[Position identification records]
»»

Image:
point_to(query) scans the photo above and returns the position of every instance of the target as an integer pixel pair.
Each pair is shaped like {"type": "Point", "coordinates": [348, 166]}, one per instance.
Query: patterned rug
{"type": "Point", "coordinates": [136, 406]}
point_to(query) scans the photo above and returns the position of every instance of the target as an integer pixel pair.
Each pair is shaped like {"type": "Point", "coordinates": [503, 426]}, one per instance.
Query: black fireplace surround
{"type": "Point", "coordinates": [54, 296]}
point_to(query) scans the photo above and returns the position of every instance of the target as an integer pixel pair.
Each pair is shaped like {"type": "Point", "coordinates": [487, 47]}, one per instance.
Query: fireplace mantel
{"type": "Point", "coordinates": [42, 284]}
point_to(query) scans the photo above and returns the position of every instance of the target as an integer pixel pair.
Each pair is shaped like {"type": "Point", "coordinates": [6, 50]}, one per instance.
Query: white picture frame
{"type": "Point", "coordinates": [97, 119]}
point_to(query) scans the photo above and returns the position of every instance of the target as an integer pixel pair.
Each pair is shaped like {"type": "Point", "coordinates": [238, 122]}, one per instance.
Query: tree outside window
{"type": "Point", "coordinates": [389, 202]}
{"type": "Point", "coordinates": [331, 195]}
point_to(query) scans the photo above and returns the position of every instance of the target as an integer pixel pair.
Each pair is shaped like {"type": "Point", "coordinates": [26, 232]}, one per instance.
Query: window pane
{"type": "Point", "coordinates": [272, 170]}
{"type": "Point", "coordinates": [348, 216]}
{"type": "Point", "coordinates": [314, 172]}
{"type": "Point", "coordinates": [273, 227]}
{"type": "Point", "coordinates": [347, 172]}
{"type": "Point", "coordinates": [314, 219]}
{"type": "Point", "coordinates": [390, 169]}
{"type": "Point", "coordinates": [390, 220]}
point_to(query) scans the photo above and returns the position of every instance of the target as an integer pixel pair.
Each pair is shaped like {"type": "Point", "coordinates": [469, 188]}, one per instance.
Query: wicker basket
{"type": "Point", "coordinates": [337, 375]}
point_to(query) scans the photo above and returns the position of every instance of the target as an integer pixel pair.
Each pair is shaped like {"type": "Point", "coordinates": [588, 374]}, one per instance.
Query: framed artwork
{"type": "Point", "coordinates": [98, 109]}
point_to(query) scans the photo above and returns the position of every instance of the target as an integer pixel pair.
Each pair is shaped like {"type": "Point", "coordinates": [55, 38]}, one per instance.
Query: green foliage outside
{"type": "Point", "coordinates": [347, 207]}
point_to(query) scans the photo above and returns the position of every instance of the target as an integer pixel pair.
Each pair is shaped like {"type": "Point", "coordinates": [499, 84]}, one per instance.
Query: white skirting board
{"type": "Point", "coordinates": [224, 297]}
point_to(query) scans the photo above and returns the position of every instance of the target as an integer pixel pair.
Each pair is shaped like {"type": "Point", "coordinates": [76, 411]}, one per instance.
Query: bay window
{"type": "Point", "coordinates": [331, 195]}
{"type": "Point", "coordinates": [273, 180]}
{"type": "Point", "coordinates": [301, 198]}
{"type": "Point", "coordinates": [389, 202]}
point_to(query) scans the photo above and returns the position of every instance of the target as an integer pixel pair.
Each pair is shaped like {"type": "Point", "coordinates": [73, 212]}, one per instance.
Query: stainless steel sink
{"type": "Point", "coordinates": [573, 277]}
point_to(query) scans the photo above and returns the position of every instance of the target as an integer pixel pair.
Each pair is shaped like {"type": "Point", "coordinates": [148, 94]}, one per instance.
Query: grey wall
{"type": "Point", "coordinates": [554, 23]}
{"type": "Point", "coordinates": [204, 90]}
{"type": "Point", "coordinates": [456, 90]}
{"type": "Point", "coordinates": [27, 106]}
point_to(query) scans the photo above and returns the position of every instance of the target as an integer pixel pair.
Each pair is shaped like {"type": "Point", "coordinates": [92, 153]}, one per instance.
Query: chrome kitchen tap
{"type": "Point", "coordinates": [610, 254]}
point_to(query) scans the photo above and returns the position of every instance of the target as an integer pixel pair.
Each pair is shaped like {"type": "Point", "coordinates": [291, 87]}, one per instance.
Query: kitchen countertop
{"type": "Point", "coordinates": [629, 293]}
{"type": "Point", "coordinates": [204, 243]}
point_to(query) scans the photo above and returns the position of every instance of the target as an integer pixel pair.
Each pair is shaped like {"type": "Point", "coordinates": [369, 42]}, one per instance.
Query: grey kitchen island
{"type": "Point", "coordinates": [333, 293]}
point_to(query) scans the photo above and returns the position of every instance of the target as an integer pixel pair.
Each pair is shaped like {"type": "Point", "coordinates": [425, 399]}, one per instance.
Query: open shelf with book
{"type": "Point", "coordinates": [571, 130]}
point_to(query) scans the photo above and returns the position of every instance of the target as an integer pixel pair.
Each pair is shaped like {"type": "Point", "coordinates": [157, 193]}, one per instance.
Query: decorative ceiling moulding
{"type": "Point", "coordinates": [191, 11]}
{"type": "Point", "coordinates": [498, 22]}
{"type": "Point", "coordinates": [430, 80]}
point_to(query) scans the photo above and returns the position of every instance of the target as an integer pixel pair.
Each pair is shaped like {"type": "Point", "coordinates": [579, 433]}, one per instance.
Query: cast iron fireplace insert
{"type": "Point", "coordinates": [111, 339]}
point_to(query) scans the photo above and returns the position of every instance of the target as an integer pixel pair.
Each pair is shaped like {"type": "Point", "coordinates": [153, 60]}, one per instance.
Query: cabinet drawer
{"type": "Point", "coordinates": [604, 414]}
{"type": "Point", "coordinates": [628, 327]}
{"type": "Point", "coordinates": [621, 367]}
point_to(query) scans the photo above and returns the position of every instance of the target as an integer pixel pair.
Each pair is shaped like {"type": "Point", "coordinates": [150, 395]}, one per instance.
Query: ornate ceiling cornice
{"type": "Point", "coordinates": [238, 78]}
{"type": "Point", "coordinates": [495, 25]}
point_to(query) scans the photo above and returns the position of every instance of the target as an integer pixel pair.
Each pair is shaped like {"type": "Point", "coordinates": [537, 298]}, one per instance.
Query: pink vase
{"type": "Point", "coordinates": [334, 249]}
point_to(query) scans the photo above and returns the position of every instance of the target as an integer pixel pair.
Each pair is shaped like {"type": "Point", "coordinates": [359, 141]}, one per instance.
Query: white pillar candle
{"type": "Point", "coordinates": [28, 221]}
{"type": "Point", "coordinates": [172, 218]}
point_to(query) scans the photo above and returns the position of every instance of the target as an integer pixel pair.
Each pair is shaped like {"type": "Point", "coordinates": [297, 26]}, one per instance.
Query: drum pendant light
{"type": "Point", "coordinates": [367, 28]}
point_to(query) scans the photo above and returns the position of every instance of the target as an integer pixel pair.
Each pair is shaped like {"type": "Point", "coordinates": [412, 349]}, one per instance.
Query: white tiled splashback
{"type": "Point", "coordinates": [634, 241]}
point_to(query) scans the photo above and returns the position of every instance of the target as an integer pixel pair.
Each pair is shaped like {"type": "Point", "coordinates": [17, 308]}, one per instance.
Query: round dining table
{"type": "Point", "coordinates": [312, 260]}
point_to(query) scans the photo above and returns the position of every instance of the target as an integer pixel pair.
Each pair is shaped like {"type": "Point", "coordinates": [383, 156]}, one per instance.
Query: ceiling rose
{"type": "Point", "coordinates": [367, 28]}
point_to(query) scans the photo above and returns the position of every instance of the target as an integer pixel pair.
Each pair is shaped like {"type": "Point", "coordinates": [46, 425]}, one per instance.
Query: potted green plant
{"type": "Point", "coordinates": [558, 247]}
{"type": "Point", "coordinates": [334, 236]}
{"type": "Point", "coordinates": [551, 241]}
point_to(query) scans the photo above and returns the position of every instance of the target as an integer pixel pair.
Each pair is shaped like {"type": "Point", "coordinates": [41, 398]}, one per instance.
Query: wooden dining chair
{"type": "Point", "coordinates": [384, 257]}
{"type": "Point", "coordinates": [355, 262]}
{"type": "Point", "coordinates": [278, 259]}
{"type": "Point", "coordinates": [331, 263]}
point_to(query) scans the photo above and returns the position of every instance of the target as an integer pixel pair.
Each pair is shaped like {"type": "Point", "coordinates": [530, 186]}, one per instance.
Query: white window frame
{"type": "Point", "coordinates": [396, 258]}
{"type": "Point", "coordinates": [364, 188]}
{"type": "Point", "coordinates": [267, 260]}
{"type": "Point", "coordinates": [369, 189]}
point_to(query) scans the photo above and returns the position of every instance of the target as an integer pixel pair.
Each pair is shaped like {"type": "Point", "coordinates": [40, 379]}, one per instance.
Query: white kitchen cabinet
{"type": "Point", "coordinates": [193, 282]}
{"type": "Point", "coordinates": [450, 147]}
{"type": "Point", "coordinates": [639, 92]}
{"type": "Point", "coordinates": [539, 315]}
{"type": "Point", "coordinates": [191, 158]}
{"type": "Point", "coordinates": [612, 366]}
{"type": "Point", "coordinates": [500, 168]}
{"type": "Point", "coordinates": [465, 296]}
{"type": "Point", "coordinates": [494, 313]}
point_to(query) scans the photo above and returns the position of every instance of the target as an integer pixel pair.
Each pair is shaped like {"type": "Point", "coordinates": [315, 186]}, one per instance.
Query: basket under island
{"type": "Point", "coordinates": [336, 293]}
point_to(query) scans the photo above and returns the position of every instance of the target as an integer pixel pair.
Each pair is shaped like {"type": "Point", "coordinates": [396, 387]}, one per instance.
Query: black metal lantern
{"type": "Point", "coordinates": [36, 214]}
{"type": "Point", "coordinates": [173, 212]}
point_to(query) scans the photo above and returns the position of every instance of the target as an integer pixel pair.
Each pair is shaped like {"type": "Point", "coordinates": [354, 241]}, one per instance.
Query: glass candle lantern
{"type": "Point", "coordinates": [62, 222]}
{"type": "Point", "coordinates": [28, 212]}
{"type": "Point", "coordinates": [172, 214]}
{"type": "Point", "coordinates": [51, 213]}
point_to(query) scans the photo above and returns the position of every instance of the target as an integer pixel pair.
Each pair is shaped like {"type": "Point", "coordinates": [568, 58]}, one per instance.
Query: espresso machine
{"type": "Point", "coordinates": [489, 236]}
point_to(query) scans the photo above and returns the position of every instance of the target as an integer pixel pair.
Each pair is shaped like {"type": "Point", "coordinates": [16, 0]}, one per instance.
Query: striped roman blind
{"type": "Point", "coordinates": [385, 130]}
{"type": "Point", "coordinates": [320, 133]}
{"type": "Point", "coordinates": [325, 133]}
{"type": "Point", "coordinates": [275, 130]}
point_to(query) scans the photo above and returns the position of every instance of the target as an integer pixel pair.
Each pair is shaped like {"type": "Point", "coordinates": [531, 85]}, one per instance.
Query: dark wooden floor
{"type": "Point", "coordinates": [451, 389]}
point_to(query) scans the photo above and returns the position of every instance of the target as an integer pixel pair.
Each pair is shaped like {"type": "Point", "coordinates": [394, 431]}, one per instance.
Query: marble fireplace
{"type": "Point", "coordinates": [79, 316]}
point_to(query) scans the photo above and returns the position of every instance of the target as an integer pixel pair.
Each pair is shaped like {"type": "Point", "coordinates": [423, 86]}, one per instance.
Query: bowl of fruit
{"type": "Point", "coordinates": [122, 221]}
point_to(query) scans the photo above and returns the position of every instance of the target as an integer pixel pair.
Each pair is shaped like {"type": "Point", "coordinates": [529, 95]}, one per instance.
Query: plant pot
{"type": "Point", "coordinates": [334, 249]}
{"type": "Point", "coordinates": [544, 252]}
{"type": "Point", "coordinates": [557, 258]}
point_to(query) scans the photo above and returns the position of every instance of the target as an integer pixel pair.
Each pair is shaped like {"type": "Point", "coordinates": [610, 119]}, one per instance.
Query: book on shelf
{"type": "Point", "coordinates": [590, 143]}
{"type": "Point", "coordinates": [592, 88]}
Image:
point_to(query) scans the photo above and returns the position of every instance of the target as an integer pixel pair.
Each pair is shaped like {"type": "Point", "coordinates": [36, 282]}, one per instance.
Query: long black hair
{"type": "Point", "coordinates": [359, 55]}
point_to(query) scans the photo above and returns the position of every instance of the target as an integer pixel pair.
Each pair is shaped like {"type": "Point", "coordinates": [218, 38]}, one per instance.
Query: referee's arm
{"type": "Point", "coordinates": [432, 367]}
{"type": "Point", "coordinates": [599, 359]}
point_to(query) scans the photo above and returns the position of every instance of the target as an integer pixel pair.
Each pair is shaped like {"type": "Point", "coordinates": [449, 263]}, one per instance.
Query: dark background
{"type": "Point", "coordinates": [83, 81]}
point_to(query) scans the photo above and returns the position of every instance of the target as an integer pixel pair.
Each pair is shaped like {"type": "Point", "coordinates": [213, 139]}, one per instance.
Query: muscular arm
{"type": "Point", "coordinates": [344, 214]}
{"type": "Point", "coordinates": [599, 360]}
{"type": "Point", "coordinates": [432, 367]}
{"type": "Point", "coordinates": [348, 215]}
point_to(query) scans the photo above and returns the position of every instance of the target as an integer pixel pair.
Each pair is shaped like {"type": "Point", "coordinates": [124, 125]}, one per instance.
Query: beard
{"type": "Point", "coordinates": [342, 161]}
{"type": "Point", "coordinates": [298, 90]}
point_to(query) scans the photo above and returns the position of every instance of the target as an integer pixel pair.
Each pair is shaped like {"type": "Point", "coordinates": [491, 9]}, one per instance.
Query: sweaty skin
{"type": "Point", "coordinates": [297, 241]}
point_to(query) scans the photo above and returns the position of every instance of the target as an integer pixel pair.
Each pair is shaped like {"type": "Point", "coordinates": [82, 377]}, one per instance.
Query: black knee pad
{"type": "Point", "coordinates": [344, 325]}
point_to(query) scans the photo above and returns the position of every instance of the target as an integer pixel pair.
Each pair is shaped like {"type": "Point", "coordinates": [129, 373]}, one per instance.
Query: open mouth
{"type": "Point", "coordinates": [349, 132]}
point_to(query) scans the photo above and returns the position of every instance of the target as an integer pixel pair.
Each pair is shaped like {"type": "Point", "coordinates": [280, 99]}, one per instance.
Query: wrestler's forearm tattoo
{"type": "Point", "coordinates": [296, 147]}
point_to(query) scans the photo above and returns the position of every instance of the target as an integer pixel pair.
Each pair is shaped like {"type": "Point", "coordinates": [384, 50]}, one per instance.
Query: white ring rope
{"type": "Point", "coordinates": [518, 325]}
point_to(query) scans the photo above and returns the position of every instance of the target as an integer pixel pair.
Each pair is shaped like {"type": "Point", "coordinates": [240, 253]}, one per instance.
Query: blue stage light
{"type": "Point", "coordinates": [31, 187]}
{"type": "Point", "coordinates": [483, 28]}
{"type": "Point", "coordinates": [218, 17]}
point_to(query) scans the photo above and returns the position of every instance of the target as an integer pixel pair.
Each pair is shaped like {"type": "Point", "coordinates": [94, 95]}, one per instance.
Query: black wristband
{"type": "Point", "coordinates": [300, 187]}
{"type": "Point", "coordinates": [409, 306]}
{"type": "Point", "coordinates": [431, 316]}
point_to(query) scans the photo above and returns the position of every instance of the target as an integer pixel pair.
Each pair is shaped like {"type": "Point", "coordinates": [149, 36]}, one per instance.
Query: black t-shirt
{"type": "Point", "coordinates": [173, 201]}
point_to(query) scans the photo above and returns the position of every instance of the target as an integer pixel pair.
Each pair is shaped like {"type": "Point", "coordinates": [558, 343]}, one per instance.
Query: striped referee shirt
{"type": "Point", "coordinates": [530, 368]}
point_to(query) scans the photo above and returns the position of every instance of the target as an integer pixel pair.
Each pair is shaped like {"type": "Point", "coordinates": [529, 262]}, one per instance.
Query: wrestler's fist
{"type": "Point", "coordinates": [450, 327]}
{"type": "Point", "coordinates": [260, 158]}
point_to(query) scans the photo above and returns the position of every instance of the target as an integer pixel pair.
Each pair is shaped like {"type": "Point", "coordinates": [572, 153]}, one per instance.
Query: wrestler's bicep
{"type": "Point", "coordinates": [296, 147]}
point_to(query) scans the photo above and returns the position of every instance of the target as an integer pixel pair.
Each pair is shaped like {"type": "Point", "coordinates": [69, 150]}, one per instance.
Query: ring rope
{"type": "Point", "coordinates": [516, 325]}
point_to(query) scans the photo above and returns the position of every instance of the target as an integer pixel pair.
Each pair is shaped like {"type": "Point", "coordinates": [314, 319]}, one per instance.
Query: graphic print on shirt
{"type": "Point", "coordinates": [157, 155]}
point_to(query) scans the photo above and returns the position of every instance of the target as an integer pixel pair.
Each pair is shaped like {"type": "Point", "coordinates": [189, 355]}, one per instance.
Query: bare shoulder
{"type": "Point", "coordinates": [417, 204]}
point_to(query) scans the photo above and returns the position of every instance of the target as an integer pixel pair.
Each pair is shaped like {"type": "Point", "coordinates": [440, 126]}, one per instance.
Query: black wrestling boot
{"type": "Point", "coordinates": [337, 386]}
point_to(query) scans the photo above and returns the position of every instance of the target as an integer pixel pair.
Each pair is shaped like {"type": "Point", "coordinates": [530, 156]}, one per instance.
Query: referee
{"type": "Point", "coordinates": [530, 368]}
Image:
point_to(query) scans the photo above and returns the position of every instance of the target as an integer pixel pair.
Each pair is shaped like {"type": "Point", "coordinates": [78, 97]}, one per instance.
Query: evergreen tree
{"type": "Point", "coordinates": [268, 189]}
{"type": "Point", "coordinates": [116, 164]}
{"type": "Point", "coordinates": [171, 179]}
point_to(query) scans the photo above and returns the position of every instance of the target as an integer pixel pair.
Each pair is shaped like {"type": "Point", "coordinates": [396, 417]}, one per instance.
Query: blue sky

««

### Stated problem
Pull out every line in the rows above that contains the string "fireplace". Case counts, so copy a line only if its letters match that string in uppercase and lowercase.

### The reply
Query: black fireplace surround
Query: fireplace mantel
Query: cast iron fireplace insert
Query: marble fireplace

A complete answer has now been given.